== Required work ==
Among the entries that follow, some lines contain the word "white". Show all of them.

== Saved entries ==
----------

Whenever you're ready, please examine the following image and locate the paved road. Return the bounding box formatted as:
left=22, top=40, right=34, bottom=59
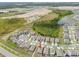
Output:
left=0, top=48, right=17, bottom=57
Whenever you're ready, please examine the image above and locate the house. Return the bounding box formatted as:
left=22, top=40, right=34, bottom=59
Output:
left=64, top=39, right=70, bottom=43
left=19, top=42, right=30, bottom=48
left=0, top=10, right=9, bottom=13
left=50, top=38, right=54, bottom=43
left=75, top=30, right=79, bottom=41
left=40, top=36, right=46, bottom=42
left=37, top=47, right=44, bottom=54
left=37, top=36, right=45, bottom=42
left=54, top=38, right=59, bottom=43
left=63, top=25, right=68, bottom=32
left=46, top=37, right=50, bottom=42
left=30, top=32, right=36, bottom=36
left=50, top=48, right=55, bottom=57
left=18, top=34, right=28, bottom=41
left=16, top=40, right=23, bottom=45
left=37, top=36, right=42, bottom=42
left=29, top=45, right=36, bottom=52
left=43, top=47, right=50, bottom=56
left=64, top=33, right=69, bottom=39
left=56, top=49, right=64, bottom=57
left=31, top=36, right=37, bottom=41
left=66, top=50, right=77, bottom=57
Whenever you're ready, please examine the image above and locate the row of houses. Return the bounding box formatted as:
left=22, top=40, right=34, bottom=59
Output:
left=63, top=25, right=70, bottom=43
left=10, top=29, right=79, bottom=57
left=63, top=15, right=79, bottom=43
left=19, top=41, right=79, bottom=57
left=11, top=30, right=60, bottom=47
left=64, top=25, right=79, bottom=43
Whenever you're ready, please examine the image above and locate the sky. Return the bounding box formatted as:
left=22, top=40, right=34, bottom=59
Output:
left=0, top=0, right=79, bottom=2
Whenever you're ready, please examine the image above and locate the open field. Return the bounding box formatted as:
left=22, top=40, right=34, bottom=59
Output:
left=0, top=8, right=34, bottom=17
left=33, top=18, right=60, bottom=37
left=0, top=18, right=26, bottom=36
left=1, top=8, right=52, bottom=19
left=32, top=10, right=73, bottom=38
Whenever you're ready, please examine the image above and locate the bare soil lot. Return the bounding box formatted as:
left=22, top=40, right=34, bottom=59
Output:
left=2, top=8, right=52, bottom=19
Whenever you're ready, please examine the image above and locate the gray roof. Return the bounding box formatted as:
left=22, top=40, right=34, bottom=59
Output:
left=37, top=47, right=43, bottom=54
left=56, top=49, right=64, bottom=57
left=31, top=36, right=37, bottom=41
left=16, top=40, right=23, bottom=45
left=63, top=26, right=68, bottom=32
left=50, top=38, right=54, bottom=43
left=40, top=36, right=46, bottom=42
left=37, top=36, right=45, bottom=42
left=64, top=39, right=70, bottom=43
left=46, top=37, right=50, bottom=42
left=30, top=32, right=36, bottom=36
left=75, top=30, right=79, bottom=39
left=18, top=34, right=29, bottom=41
left=29, top=45, right=36, bottom=52
left=19, top=42, right=30, bottom=48
left=43, top=47, right=49, bottom=55
left=67, top=50, right=77, bottom=56
left=37, top=36, right=41, bottom=42
left=50, top=48, right=55, bottom=56
left=54, top=38, right=59, bottom=43
left=64, top=33, right=69, bottom=39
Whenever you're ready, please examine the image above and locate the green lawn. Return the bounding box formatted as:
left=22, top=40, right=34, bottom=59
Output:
left=5, top=38, right=17, bottom=48
left=0, top=18, right=26, bottom=36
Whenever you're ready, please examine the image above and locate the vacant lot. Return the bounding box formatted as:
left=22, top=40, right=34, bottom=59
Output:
left=0, top=18, right=26, bottom=36
left=1, top=8, right=52, bottom=19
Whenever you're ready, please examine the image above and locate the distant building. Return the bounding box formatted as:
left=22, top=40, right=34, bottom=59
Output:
left=0, top=10, right=9, bottom=13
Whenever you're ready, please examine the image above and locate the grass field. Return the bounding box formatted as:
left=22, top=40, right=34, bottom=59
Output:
left=32, top=10, right=73, bottom=38
left=0, top=18, right=26, bottom=36
left=33, top=18, right=60, bottom=37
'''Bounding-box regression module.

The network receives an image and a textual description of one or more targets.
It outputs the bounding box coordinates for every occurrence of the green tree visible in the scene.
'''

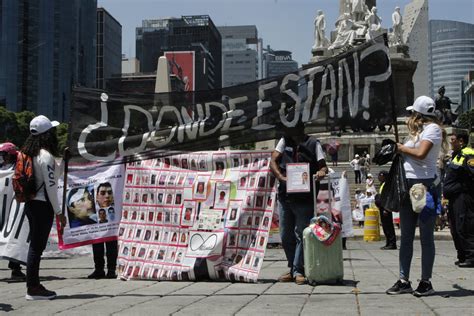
[458,109,474,132]
[56,123,69,155]
[231,142,256,150]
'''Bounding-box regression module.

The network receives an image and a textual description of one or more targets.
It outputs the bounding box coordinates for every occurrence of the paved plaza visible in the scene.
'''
[1,238,473,315]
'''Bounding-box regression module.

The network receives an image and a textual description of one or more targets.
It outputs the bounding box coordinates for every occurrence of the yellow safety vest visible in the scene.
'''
[452,147,474,167]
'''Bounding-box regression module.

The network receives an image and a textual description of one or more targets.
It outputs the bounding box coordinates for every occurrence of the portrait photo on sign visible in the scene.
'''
[213,181,231,209]
[212,153,227,179]
[193,176,209,200]
[67,184,97,228]
[286,163,311,193]
[227,200,242,224]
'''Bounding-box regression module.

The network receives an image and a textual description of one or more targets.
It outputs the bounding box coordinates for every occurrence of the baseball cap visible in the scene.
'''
[355,154,360,158]
[0,142,18,155]
[29,115,60,135]
[406,96,436,117]
[367,173,373,178]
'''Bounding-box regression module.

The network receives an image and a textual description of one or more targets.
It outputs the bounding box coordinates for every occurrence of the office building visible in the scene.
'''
[0,0,97,121]
[96,7,122,90]
[403,0,429,97]
[263,47,298,79]
[218,25,258,88]
[122,56,140,74]
[136,15,221,91]
[429,20,474,105]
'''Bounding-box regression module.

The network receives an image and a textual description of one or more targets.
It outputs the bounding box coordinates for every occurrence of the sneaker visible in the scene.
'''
[106,270,117,279]
[295,274,306,285]
[87,270,106,279]
[25,284,57,300]
[278,271,294,282]
[413,280,435,297]
[386,280,413,295]
[11,269,26,280]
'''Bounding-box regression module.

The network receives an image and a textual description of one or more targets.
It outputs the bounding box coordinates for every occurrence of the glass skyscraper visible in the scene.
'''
[0,0,97,121]
[429,20,474,105]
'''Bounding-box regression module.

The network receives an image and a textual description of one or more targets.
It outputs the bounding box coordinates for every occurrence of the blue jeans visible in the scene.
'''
[278,197,314,276]
[399,178,436,281]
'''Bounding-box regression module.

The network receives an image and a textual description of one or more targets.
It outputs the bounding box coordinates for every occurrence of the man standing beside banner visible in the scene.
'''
[270,123,327,285]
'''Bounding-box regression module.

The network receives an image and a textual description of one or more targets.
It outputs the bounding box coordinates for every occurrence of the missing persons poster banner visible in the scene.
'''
[117,151,276,282]
[58,164,125,249]
[0,169,89,263]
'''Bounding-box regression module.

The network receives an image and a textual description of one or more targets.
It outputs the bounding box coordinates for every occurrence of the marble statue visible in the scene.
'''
[351,0,369,22]
[313,10,330,49]
[365,6,382,40]
[329,13,365,50]
[391,6,403,46]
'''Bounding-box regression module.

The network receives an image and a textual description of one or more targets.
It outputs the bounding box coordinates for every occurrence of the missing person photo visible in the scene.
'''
[67,185,97,228]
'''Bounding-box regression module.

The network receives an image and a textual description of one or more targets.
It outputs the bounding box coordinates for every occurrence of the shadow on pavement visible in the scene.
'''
[436,284,474,298]
[56,294,114,300]
[0,304,13,312]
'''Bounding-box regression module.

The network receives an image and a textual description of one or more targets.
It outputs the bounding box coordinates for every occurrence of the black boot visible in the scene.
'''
[87,270,106,279]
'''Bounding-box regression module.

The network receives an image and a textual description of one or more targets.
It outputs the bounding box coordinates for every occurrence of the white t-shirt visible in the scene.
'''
[275,137,325,161]
[33,149,63,215]
[350,158,360,171]
[403,123,442,179]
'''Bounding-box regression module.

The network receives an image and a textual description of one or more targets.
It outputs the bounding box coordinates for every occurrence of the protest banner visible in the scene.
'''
[117,151,276,282]
[0,169,30,263]
[330,174,354,238]
[68,36,393,166]
[58,164,125,249]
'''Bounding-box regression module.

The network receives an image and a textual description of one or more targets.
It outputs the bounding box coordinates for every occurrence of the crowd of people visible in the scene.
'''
[270,95,473,298]
[1,95,473,300]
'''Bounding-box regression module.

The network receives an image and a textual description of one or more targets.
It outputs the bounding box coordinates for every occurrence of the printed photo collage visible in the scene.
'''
[117,152,277,282]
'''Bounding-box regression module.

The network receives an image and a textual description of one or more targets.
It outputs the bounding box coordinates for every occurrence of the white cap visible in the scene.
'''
[30,115,60,135]
[355,154,360,158]
[406,96,436,117]
[367,173,373,178]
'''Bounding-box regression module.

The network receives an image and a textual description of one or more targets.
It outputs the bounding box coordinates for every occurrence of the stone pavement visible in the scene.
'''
[1,239,473,315]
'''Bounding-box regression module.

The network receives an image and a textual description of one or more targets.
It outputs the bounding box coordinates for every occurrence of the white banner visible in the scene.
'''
[59,164,125,249]
[118,151,276,283]
[331,174,354,238]
[0,169,30,263]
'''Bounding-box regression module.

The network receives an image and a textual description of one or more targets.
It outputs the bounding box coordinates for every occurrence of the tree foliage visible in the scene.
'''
[0,106,68,155]
[458,109,474,132]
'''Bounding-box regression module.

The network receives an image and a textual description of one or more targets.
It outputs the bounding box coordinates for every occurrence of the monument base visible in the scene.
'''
[310,47,330,63]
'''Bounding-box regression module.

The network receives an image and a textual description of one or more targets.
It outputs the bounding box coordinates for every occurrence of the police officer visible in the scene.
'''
[270,123,328,284]
[443,133,474,268]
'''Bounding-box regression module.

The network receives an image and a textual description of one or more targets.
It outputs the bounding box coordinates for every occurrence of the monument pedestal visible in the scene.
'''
[310,47,330,63]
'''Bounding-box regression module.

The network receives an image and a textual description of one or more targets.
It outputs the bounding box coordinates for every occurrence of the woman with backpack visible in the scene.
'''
[20,115,66,300]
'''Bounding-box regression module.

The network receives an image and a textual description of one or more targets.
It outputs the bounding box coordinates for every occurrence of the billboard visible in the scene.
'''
[164,51,195,91]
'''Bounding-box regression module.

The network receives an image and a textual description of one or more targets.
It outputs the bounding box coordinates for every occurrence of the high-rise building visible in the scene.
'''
[122,56,140,74]
[218,25,258,88]
[403,0,429,97]
[136,15,222,91]
[0,0,97,121]
[96,7,122,90]
[429,20,474,105]
[263,47,298,79]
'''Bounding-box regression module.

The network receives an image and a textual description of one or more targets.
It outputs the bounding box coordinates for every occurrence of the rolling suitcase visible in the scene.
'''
[303,227,344,285]
[304,176,343,285]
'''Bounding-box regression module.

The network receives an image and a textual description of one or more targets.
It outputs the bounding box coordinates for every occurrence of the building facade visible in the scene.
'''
[263,48,298,79]
[403,0,429,97]
[136,15,222,91]
[122,56,140,74]
[0,0,97,121]
[96,7,122,90]
[218,25,258,88]
[429,20,474,106]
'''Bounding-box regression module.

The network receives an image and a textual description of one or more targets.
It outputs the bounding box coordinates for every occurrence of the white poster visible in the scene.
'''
[59,164,125,249]
[286,163,310,193]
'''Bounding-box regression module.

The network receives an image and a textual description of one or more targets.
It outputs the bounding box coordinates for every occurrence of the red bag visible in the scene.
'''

----------

== Result ==
It outputs the bounding box coordinates for every occurrence of the white t-shirt visible in the scene.
It outputs the bounding box coordinates for every occurrence of the white cap visible in the scene.
It outputs the bounding box coordinates for every occurrence of the white banner visible in the scene.
It outputs the bounding box coordinates for every occurrence of the white poster visible in the scene.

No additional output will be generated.